◆ Request:
What is needed here is an exact copy of every entry.
----
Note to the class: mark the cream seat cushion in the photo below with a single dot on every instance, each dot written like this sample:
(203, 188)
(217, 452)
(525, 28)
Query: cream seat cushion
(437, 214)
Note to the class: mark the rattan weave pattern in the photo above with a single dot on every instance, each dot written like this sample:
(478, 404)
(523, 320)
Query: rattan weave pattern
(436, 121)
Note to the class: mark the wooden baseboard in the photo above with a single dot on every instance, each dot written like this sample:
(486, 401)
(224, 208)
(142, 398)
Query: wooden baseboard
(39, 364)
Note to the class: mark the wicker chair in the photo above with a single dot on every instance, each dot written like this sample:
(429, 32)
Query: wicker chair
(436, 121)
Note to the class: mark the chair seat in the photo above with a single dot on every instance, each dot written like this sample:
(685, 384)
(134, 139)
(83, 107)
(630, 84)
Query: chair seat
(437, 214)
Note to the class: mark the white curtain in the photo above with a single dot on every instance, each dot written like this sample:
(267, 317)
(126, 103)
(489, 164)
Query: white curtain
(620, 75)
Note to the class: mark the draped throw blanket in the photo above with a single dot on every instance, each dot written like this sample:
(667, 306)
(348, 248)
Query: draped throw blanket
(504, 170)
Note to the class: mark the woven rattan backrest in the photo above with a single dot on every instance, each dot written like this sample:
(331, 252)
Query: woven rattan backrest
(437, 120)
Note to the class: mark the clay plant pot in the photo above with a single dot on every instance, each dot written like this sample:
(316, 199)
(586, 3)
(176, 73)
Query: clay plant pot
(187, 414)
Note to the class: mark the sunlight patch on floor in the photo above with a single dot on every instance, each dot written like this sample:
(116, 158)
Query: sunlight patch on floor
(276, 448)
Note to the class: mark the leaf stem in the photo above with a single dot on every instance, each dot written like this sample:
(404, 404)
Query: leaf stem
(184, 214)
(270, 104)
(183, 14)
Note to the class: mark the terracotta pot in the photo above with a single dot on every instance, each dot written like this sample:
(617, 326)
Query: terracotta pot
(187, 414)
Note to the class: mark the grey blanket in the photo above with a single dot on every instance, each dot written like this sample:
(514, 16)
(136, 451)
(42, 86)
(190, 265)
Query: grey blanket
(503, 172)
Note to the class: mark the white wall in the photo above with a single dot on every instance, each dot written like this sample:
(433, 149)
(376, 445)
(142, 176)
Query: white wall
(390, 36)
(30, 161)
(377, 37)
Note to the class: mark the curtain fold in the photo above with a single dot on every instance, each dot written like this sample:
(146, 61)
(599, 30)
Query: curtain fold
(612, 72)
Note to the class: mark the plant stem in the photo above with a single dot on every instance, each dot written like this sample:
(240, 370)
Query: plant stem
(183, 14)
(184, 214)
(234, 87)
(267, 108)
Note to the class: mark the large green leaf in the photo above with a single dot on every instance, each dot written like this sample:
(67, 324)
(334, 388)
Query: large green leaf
----
◆ Solved problem:
Note to the class: mark the cream seat cushion in the photo below with a single dot on every instance, each dot written like this sample:
(203, 188)
(217, 452)
(525, 28)
Query: cream seat cushion
(437, 214)
Note to the class: mark the rattan weave pattern in the photo above with a single dot on every instance, each dot written like this sample:
(478, 404)
(523, 320)
Query: rattan weave pattern
(436, 121)
Note to the class: mark the wooden baseboard in the photo above with a single dot on every instance, each dot written like this sample:
(486, 401)
(224, 208)
(142, 398)
Query: wooden baseboard
(39, 364)
Note to the class: mark the wicker chair in the photo above with a single dot on every instance, each dot written like this sample:
(429, 32)
Query: wicker chair
(436, 121)
Note to the class: mark the chair seat in the photo above with a single dot on every instance, each dot written like this sample:
(685, 384)
(134, 139)
(83, 107)
(630, 84)
Query: chair seat
(437, 214)
Note to the class: mark the white curtain in the photo above with a single dot on every instance, each dot written like this sample:
(267, 317)
(126, 103)
(489, 164)
Query: white curtain
(620, 75)
Note to the class: mark the draped throw blanket in the photo above with a single dot on every instance, each dot written like this sample:
(667, 306)
(348, 248)
Query: draped throw blanket
(504, 170)
Note to the class: mark the woven rattan backrest in the photo above with a single dot on every instance, each dot written like this sample:
(331, 252)
Query: woven rattan backrest
(437, 120)
Note to the class: mark the clay plant pot in the photo above with a single dot on every instance, each dot written like this sample:
(316, 199)
(586, 3)
(176, 73)
Query: clay plant pot
(187, 414)
Note to the class: mark the sunlight patch on floor in the photo above with a single dot on every instance, each dot written like this sample:
(116, 158)
Query: sunlight patch on floor
(276, 448)
Note to the class: mark the leaf stem in the photo above with a single dot on every instance, each dot written like this sample:
(404, 404)
Query: leaf stem
(184, 214)
(270, 104)
(183, 14)
Note to the class: mark the terracotta pot in the photo above with a single dot on every instance, each dot written like this sample:
(617, 326)
Query: terracotta pot
(187, 414)
Note to the class: mark the grey blanket in the photo above with a single dot on every instance, each dot written like this sample:
(514, 16)
(136, 451)
(42, 86)
(190, 265)
Query: grey blanket
(503, 172)
Note to the class: mark the white wall in the photo above with a single dot on every instance, each dot written like this sample:
(433, 149)
(376, 445)
(142, 176)
Query: white wall
(390, 36)
(30, 161)
(377, 37)
Note to the class: mark the curtain fold in the photo above with a single dot on every instance, each dot written like this sample:
(146, 61)
(599, 30)
Query: curtain fold
(612, 72)
Note to the class: mark the plant stem in the photo above with a single dot on every instance, each dot written like this sample:
(240, 370)
Query: plant stem
(183, 14)
(184, 214)
(234, 87)
(267, 108)
Note to the class: mark the large green leaf in the photo above with a single dot on every instance, each dot written like this sample:
(67, 324)
(334, 388)
Query: large green leaf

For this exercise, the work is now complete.